> Given exercise
Transcribe all the entries word for word, omitting any pictures they contain.

> Exercise material
* * *
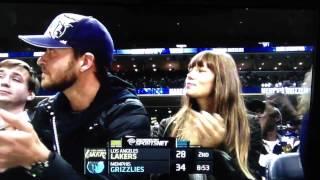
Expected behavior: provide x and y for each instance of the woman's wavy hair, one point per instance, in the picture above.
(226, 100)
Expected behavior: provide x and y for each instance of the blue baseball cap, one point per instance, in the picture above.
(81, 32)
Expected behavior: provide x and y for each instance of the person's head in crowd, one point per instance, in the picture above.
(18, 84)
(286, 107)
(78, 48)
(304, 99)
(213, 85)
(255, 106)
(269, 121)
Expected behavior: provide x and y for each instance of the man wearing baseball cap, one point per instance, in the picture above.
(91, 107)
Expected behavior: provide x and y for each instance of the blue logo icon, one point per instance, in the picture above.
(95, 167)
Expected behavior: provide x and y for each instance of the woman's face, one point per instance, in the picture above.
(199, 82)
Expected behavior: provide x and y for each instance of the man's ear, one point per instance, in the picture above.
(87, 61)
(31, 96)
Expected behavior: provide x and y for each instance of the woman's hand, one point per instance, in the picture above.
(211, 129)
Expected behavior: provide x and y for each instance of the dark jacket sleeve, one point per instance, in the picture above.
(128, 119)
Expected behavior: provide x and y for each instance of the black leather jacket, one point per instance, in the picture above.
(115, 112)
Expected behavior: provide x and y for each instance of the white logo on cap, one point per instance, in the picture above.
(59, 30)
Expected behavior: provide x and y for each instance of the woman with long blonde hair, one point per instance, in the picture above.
* * *
> Task result
Expected behavior: provide x and y for each instance of the woman's wavy hair, one point per instance, in the picture above.
(226, 100)
Expected behavior: provide x and y for each instance of the blue baseball cap, one point per instance, in the picture above.
(81, 32)
Expected behavior: provide x and y for each instance of the person's head in crowd, one point per instance, in the picture above.
(18, 84)
(286, 107)
(78, 48)
(304, 99)
(213, 85)
(255, 106)
(269, 121)
Expected behavior: provide x and y for each instance of the man wearing baseball cap, one point per instance, in the picture above.
(91, 107)
Expected behavior: provide x and y for each instance of the blue logo icon, one point per instance, in the picture above.
(95, 167)
Expected behavior: provide x and y for each instance of the woman's face, one point per instance, in the picture above.
(199, 82)
Expected behavior: provide x and y for each instance of the man's ear, one point per instance, in the picture above.
(87, 61)
(31, 96)
Expected behavior: provide x and y for each instance of the woman's hand, one point per instance, in the picture above.
(211, 129)
Expected behavior: provide x and y for each instance of the dark jacket sleeve, one point per instance, in the picture above.
(128, 119)
Expected behavior: provide x and y for each instance of the black leather jacket, one point per instance, in the picture above.
(115, 112)
Expected behavior: provide x and y for each instance of the white logo on cap, one point per instance, in the picture above.
(59, 30)
Expected behavior: provide x and y for each instance of the woman with long blonde hair, one point per instance, in the picture above.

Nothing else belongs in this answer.